Exercise directions. Copy out every record precisely.

[Stored items from a collection]
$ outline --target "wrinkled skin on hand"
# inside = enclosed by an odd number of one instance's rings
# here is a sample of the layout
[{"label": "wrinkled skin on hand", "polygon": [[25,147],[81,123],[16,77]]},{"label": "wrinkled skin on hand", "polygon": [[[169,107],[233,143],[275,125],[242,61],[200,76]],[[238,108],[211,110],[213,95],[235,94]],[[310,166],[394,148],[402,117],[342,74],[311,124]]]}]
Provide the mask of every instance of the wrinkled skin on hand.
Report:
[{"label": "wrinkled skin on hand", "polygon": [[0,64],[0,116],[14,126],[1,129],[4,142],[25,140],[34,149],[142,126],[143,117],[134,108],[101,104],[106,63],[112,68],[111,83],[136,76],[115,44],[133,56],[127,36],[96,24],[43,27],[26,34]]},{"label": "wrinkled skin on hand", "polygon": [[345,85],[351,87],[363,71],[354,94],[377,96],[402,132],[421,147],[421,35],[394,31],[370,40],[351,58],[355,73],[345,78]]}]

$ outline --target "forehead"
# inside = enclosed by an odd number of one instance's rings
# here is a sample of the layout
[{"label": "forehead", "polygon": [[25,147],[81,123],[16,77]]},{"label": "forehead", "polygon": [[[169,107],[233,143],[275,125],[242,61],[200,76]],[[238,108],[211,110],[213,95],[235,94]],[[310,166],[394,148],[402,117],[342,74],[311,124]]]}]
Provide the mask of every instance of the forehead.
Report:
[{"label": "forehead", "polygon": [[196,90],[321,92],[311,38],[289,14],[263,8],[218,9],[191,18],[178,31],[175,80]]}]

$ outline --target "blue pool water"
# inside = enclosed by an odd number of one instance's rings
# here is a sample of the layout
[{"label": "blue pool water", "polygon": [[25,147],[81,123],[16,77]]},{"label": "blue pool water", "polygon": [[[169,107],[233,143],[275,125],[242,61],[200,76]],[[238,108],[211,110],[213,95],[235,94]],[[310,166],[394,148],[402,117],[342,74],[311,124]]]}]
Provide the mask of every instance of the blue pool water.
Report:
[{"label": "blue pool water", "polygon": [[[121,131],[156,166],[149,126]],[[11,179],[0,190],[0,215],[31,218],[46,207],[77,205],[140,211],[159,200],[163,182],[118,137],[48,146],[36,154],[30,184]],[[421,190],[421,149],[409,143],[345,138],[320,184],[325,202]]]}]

Correct output.
$ outline --target "wrinkled skin on hand"
# inside = enclosed by an odd number of one instance's rings
# here is a sample of the layout
[{"label": "wrinkled skin on hand", "polygon": [[25,147],[81,123],[16,77]]},{"label": "wrinkled skin on hand", "polygon": [[[169,107],[233,143],[275,125],[242,61],[200,76]],[[238,108],[211,110],[213,95],[235,94]],[[310,166],[394,148],[402,117],[342,74],[311,124]]]}]
Provide the mask of every instance of the wrinkled skin on hand.
Report:
[{"label": "wrinkled skin on hand", "polygon": [[0,64],[0,116],[14,126],[1,129],[4,142],[25,140],[34,149],[142,126],[143,117],[134,108],[101,104],[106,63],[112,68],[111,83],[136,76],[115,44],[133,56],[127,36],[96,24],[43,27],[26,34]]},{"label": "wrinkled skin on hand", "polygon": [[345,85],[351,87],[363,71],[354,94],[377,96],[402,132],[421,147],[421,35],[394,31],[370,40],[351,58],[355,73],[345,78]]}]

$ outline --target "forehead"
# inside = enclosed by an odd number of one instance's rings
# here is a sample of the layout
[{"label": "forehead", "polygon": [[25,147],[81,123],[16,77]]},{"label": "forehead", "polygon": [[[169,107],[233,143],[275,125],[242,61],[200,76]],[[238,108],[211,110],[213,95],[235,94]],[[310,166],[394,148],[402,117],[342,74],[311,124]]]}]
Provide the mask of every instance of the forehead.
Report:
[{"label": "forehead", "polygon": [[196,90],[321,92],[311,38],[289,14],[263,8],[218,9],[191,18],[178,31],[175,80]]}]

$ outline --target "blue pool water"
# inside = enclosed by an odd number of one instance's rings
# here is a sample of the layout
[{"label": "blue pool water", "polygon": [[25,147],[81,123],[16,77]]},{"label": "blue pool water", "polygon": [[[169,107],[233,143],[275,125],[242,61],[200,76]],[[238,108],[211,110],[213,95],[235,94]],[[310,166],[394,148],[402,117],[342,74],[311,124]]]}]
Provide the mask of every instance of the blue pool water.
Report:
[{"label": "blue pool water", "polygon": [[[121,131],[156,166],[149,126]],[[11,179],[0,190],[0,215],[31,218],[46,207],[77,205],[140,211],[159,200],[163,182],[118,137],[48,146],[36,154],[30,184]],[[421,190],[421,149],[409,143],[345,138],[320,184],[325,202]]]}]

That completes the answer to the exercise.